* **課題内容**:
二点識別覚の研究を紹介する文章のうち、「横田裕丈助教(理学療法学科,神経生理La」で始まり「信頼性が疑問視されています.」に至るまでの部分を、一字も変えずに書き写せ。

* **提示文**:
◆ ◆ ◆
横田裕丈助教(理学療法学科,神経生理Lab,運動機能医科学研究所所属)の研究論文が,国際誌『Neuroscience Letters』に採択されました!!
研究内容の概要:
高次の知覚機能の評価指標である空間的二点識別覚は,加齢や中枢神経疾患,慢性疼痛患者において低下していることが知られています.一方で,一定時間の触覚刺激や電気刺激により二点識別覚が向上することも報告されています.この二点識別覚において,末梢の感覚受容器の活動や,末梢や脳内での抑制機構,および高次の認知段階における処理などの関与が示唆されています.しかしながら,その複雑なメカニズムゆえ,測定時の刺激ピンを当てる強さにより変動してしまう可能性が指摘されており,感覚検査の指標としての信頼性が疑問視されています.
そこで本研究は,測定時のピンの刺激速度および刺激深達度をコンピュータ制御できる特注の二点式触覚刺激装置を用い,網羅的に二点識別覚を測定しました.その結果,刺激速度5.0 mm/sおよび10.0 mm/s,刺激深達度1.0 mmでの測定で最も二点識別覚が向上し,同条件での反復した測定においては二点識別覚に変動は認められず,安定した測定結果が得られることが明らかになりました.本研究の成果は,「Neuroscience Letters」に掲載されています.
◆ ◆ ◆
* **提供資料**:
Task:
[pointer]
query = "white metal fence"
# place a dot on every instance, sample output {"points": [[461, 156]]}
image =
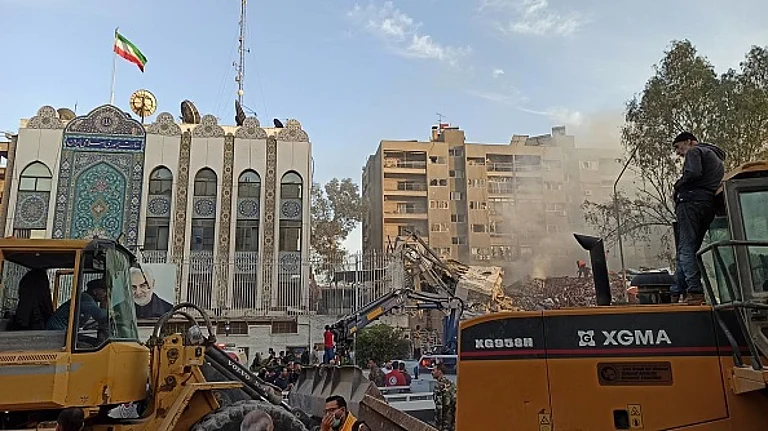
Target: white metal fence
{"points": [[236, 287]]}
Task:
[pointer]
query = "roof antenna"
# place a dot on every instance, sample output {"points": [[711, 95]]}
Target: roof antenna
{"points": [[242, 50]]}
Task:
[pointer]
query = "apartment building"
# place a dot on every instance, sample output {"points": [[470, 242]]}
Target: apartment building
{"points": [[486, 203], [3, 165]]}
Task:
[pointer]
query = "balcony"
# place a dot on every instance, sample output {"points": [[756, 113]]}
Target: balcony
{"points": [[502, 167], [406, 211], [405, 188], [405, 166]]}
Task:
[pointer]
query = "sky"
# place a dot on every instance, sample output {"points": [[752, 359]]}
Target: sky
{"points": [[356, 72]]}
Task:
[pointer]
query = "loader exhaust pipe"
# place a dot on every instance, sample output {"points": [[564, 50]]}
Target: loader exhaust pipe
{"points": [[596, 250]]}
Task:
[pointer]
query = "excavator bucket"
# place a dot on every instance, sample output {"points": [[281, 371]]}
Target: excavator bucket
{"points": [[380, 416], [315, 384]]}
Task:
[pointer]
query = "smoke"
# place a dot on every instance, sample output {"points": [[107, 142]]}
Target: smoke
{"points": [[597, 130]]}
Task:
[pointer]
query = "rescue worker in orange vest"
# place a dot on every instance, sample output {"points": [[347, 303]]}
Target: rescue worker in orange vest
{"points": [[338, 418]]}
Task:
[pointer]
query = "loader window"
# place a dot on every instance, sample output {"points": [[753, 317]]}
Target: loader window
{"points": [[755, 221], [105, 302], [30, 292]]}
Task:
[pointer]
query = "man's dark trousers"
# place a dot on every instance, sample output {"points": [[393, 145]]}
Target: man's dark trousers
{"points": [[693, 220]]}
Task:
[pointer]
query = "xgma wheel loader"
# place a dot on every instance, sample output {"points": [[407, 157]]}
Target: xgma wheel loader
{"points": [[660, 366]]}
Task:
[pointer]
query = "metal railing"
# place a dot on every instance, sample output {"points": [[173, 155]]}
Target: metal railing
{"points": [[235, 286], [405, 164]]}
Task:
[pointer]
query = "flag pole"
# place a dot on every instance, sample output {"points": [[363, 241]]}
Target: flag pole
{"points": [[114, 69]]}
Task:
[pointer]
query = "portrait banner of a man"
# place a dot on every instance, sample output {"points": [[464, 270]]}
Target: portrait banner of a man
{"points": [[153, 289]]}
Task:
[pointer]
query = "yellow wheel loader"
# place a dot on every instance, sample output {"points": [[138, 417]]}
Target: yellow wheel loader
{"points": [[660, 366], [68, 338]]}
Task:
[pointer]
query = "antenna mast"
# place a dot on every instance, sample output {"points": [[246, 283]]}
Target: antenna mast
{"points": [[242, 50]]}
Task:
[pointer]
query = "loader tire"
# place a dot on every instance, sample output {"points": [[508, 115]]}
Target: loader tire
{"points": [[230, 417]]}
◆ ◆ ◆
* **解答**:
横田裕丈助教(理学療法学科,神経生理Lab,運動機能医科学研究所所属)の研究論文が,国際誌『Neuroscience Letters』に採択されました!!
研究内容の概要:
高次の知覚機能の評価指標である空間的二点識別覚は,加齢や中枢神経疾患,慢性疼痛患者において低下していることが知られています.一方で,一定時間の触覚刺激や電気刺激により二点識別覚が向上することも報告されています.この二点識別覚において,末梢の感覚受容器の活動や,末梢や脳内での抑制機構,および高次の認知段階における処理などの関与が示唆されています.しかしながら,その複雑なメカニズムゆえ,測定時の刺激ピンを当てる強さにより変動してしまう可能性が指摘されており,感覚検査の指標としての信頼性が疑問視されています.